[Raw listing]
--- --- ---
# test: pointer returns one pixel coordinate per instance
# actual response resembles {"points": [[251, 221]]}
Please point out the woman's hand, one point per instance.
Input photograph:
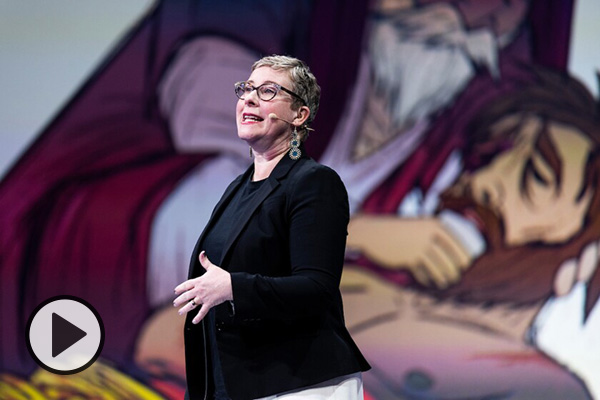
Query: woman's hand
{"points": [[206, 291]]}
--- --- ---
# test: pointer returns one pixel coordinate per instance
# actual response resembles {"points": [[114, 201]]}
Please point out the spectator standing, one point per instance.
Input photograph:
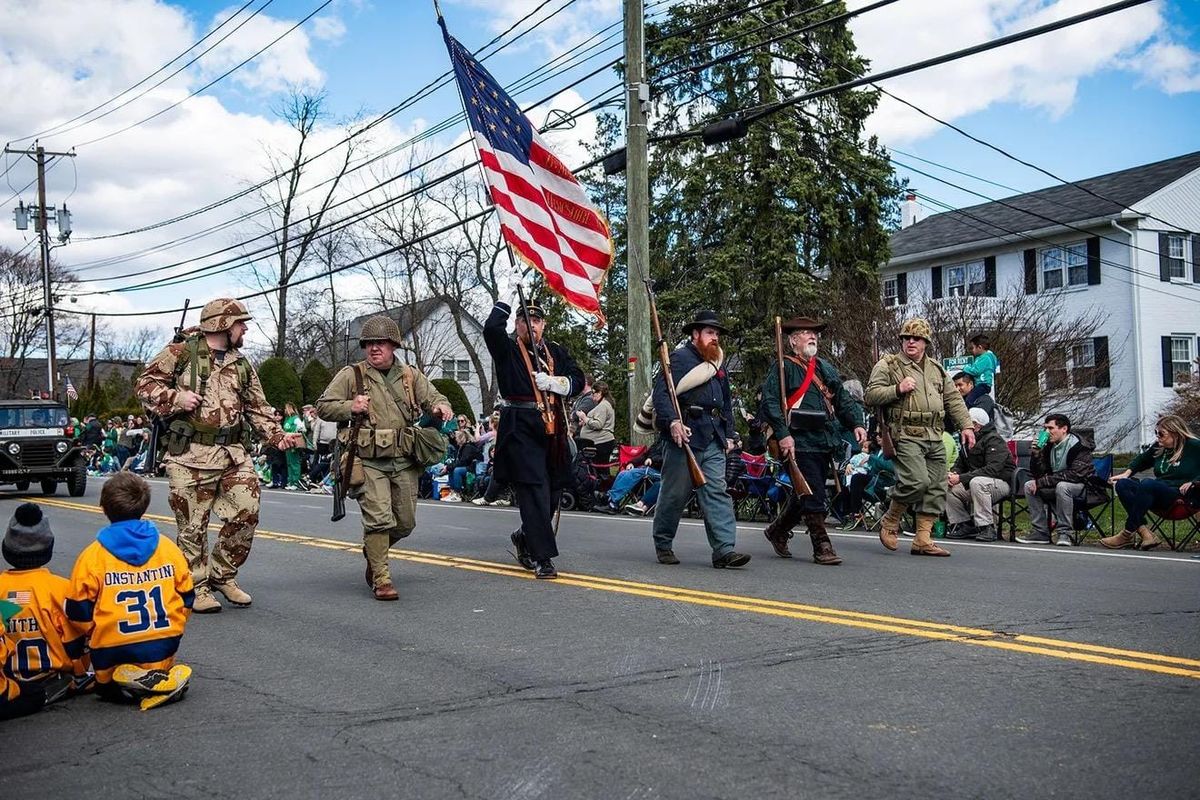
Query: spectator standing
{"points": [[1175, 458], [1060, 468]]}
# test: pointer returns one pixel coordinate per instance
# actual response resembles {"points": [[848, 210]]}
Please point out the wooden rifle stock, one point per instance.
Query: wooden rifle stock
--- --- ---
(Problem details): Identify every line of the listing above that contains the string "hand" and copy each such line. Case counts.

(Exercise output):
Please point out the woman's hand, one point per instance.
Query: woman's hand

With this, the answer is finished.